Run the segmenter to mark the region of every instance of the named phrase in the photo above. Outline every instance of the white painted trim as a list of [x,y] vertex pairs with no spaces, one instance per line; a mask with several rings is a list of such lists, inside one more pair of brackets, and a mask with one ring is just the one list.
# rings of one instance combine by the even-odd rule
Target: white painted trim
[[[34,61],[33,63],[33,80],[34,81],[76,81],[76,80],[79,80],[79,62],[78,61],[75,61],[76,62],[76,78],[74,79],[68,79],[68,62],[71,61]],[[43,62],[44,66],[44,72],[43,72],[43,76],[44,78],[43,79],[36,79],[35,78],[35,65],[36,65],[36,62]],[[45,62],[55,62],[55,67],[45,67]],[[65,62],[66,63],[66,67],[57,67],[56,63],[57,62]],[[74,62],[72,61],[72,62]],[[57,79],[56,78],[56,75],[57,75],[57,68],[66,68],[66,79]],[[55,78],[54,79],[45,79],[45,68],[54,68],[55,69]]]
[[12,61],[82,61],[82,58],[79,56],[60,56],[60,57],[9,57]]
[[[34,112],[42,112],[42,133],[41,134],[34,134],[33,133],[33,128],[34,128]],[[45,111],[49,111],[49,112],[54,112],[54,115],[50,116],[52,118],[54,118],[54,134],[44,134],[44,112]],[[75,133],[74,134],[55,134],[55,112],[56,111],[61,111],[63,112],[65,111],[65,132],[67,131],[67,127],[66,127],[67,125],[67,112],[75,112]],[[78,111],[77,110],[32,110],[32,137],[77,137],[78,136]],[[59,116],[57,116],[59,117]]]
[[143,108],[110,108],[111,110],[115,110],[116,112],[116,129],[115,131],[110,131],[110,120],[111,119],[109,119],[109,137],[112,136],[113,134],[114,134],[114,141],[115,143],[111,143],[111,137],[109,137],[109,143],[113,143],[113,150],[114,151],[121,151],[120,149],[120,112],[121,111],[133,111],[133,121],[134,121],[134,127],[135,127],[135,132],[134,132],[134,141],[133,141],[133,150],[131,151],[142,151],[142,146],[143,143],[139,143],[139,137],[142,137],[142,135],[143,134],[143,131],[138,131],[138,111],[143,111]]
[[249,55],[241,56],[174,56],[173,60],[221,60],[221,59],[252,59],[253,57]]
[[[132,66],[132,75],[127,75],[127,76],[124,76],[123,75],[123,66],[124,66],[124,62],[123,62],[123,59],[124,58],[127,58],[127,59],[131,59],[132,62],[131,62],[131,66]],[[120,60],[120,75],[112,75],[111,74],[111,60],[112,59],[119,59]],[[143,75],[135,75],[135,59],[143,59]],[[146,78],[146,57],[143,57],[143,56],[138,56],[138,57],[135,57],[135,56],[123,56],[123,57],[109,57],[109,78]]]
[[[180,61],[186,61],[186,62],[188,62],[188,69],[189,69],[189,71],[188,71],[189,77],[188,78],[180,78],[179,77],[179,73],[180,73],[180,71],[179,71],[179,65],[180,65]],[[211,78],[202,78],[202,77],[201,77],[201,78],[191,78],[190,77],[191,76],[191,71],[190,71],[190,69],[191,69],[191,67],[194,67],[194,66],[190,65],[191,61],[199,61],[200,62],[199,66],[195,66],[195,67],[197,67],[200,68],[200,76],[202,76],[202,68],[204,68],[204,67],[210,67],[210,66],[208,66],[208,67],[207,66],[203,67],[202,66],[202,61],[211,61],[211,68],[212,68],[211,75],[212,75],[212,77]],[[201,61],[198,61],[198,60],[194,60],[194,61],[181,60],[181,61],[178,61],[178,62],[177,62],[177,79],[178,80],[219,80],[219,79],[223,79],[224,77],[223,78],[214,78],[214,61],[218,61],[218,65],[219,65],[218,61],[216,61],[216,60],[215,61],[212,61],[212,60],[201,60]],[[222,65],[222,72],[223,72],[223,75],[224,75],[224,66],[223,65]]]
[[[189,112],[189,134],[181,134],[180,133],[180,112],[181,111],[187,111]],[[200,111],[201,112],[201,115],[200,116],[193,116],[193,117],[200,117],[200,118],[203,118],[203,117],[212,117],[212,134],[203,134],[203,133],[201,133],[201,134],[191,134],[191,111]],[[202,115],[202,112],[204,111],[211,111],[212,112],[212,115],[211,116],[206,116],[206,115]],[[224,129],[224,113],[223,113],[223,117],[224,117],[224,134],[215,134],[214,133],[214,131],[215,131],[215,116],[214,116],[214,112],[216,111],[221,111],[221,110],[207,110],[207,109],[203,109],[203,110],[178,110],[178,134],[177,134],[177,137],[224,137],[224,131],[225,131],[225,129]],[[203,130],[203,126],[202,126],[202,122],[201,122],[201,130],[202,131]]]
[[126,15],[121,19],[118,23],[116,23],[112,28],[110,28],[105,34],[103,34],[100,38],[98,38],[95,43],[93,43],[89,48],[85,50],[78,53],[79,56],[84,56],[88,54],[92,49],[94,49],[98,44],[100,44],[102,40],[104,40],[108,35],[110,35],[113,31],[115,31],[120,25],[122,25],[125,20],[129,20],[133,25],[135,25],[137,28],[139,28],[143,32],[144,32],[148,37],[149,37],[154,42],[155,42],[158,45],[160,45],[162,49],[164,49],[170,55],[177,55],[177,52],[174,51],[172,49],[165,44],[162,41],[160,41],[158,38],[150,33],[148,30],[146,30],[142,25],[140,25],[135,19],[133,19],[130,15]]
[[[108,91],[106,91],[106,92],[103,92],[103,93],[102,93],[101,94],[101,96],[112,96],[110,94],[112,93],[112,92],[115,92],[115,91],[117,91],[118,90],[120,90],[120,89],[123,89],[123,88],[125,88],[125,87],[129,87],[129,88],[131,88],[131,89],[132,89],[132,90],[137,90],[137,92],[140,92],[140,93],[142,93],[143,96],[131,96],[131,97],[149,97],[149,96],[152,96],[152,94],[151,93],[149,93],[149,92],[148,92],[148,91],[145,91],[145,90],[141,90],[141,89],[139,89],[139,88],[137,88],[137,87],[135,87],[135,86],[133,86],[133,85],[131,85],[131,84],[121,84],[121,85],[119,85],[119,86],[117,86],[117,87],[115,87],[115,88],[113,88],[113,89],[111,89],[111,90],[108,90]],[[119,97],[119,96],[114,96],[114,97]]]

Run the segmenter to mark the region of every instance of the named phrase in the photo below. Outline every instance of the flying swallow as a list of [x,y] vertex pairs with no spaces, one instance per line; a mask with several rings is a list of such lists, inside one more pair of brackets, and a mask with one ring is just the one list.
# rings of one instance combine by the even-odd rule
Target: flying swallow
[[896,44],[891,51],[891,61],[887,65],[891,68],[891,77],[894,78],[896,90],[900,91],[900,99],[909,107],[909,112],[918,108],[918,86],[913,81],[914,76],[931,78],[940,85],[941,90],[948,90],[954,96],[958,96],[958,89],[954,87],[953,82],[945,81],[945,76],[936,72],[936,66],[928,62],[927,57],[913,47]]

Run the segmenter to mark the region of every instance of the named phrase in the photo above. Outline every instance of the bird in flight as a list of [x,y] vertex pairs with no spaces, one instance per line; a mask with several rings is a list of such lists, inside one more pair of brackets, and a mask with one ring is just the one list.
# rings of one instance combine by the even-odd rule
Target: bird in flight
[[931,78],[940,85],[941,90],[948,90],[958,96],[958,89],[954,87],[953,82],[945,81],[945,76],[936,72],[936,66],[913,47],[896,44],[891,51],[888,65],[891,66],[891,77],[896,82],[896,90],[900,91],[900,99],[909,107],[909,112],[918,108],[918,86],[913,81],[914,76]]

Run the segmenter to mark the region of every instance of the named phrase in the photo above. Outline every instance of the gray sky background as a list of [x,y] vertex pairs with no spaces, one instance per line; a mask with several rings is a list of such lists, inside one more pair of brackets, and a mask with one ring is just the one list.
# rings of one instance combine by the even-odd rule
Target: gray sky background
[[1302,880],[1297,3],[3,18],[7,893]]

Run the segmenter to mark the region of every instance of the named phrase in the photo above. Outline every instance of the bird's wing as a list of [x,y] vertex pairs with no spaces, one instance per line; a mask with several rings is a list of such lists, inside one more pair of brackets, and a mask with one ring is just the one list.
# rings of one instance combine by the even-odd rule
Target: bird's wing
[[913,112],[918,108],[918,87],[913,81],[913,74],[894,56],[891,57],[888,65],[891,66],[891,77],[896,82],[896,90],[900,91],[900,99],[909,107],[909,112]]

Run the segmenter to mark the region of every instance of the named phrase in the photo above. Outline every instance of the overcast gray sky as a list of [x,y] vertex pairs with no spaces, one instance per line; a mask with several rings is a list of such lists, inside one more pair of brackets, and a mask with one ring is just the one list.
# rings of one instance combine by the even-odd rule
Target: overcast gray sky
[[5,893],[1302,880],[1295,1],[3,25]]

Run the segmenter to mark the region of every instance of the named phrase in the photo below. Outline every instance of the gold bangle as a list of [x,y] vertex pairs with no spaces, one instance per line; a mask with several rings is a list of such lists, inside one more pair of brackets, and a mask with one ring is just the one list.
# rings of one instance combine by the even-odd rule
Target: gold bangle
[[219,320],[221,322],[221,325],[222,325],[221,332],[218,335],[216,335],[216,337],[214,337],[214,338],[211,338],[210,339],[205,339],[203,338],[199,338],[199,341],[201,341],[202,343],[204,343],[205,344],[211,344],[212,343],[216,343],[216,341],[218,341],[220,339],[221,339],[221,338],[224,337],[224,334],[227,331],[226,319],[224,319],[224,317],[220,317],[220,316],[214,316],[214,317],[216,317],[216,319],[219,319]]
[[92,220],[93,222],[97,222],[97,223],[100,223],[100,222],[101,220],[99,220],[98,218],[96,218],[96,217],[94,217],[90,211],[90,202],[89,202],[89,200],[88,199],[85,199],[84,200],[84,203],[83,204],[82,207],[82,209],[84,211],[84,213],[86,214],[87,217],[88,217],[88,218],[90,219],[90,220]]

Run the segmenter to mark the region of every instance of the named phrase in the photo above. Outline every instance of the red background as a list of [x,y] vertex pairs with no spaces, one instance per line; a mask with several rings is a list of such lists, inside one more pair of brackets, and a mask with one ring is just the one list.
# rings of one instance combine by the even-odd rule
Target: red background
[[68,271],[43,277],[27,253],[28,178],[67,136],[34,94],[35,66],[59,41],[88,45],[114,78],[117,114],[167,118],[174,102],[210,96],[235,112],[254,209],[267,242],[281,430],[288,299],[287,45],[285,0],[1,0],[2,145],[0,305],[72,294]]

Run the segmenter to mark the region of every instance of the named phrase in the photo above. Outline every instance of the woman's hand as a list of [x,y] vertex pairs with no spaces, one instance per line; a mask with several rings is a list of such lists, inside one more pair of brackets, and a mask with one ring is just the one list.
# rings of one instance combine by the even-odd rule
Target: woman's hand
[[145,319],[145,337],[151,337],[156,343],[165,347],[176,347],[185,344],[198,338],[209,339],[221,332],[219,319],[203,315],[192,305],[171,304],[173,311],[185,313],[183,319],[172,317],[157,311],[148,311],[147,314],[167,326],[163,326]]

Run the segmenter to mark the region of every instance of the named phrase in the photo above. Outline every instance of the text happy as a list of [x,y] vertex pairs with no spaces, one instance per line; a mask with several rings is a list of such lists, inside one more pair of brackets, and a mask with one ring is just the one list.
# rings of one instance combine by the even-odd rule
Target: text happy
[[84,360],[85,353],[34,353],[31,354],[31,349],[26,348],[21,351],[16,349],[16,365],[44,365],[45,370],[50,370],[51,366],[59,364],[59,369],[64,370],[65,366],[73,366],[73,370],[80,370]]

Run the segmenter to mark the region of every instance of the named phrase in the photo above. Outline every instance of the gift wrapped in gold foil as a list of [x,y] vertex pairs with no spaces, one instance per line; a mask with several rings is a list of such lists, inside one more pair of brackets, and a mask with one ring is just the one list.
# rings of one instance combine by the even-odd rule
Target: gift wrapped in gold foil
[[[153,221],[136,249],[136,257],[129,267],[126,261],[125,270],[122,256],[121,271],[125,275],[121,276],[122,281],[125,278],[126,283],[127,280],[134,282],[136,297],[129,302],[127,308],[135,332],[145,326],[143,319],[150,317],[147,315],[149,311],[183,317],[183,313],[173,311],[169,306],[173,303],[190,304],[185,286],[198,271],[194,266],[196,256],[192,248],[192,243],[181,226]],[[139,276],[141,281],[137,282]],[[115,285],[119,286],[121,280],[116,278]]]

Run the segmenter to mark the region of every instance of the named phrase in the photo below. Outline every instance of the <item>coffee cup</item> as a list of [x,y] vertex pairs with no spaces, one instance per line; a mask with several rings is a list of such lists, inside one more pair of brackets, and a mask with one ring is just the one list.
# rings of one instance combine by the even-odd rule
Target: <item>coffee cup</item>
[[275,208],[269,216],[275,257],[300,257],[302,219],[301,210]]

Aim of the exercise
Set out the lines above as a numbered list, starting with the line that contains "of the bird's" and ending with the line that contains "[[5,893],[1302,880],[1295,1],[3,25]]", both included, with blank lines left out.

Written solution
1. Run the segmenter to mark the region of every instance of the named phrase in the photo above. Outline every instance of the bird's wing as a list of [x,y] vertex pairs with no spaces, one instance per line; a mask with several rings is a list of such lists, inside one more pair of brackets, and a mask with one ring is just the one list.
2. # rings of one instance combine by the even-odd rule
3. Target: bird's wing
4. [[913,112],[918,108],[918,87],[913,81],[913,74],[894,56],[891,57],[888,65],[891,66],[891,77],[896,82],[896,90],[900,91],[900,99],[909,107],[909,112]]
5. Run the segmenter to mark the region of every instance of the named phrase in the photo above. Outline every instance of the overcast gray sky as a list of [x,y] vertex pairs with no spaces, one instance per line; a mask with several rings is a list of such lists, inside one more pair of brackets, and a mask with one ring is just the one list.
6. # rings of one instance combine by the even-odd rule
7. Target: overcast gray sky
8. [[5,893],[1302,880],[1295,1],[3,25]]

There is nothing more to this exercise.